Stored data
___

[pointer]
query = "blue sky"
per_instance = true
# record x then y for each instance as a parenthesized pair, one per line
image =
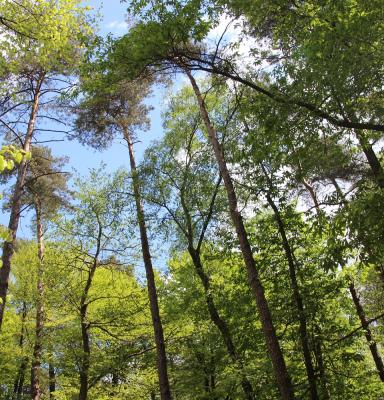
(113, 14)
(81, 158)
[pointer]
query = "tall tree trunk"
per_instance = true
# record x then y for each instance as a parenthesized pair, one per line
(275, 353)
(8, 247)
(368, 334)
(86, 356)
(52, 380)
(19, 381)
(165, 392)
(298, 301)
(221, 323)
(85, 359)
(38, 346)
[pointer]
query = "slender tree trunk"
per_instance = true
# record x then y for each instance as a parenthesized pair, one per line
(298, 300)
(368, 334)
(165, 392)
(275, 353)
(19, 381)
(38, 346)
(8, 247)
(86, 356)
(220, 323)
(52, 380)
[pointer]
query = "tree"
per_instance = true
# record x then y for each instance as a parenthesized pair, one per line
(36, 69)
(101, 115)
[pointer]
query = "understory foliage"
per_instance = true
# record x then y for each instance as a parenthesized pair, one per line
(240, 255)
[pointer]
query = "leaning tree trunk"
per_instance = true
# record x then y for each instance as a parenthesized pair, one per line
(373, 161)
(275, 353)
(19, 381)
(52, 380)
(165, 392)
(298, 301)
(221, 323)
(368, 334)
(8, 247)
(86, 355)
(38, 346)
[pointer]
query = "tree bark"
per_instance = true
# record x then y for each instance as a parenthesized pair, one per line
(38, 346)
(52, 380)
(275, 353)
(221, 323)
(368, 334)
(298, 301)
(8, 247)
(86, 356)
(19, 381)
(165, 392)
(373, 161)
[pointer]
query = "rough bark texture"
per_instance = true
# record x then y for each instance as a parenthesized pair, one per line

___

• Work to complete: Swap every "trunk" in the listing for "stem", changing nothing else. Leave the pictures out of your output.

• Solved problem:
[pointer]
query = "blue sky"
per_instance = true
# record x then y for each instance as a parenthesized pair, one per line
image =
(113, 14)
(81, 158)
[pointer]
query = "tall tree stem"
per_instance = true
# record x then y for each instance as a parenthesized pair, one per line
(275, 353)
(8, 247)
(368, 334)
(86, 356)
(52, 380)
(19, 381)
(165, 392)
(298, 301)
(221, 323)
(85, 359)
(38, 346)
[pointer]
query = "slender tree stem"
per_instance = true
# record x then y for each instance as a parenthesized pair, one per line
(298, 300)
(368, 334)
(165, 392)
(275, 353)
(19, 381)
(38, 346)
(8, 247)
(86, 356)
(220, 323)
(52, 380)
[pointer]
query = "tree"
per_instance = true
# record x then y for each instance as a parenthesized pair, one per line
(36, 69)
(101, 115)
[pointer]
query = "understory foliage"
per_instance = true
# record x then y for each instance as a parenthesized pair, one per line
(240, 255)
[pointer]
query = "leaning tree stem"
per_instance = true
# record x then y for each instance as a parenthesized pair, one per line
(373, 161)
(275, 353)
(19, 381)
(52, 380)
(165, 392)
(298, 301)
(221, 323)
(368, 334)
(8, 247)
(86, 355)
(38, 346)
[pointer]
query = "tree bark"
per_instance = true
# record x then y for each instance as a parenthesized pair, one per line
(38, 346)
(52, 380)
(275, 353)
(221, 323)
(368, 334)
(298, 301)
(8, 247)
(86, 356)
(19, 381)
(165, 392)
(373, 161)
[pointer]
query = "rough bark texture"
per_instance = true
# record x then y for each instance as a parenthesized pair, one per line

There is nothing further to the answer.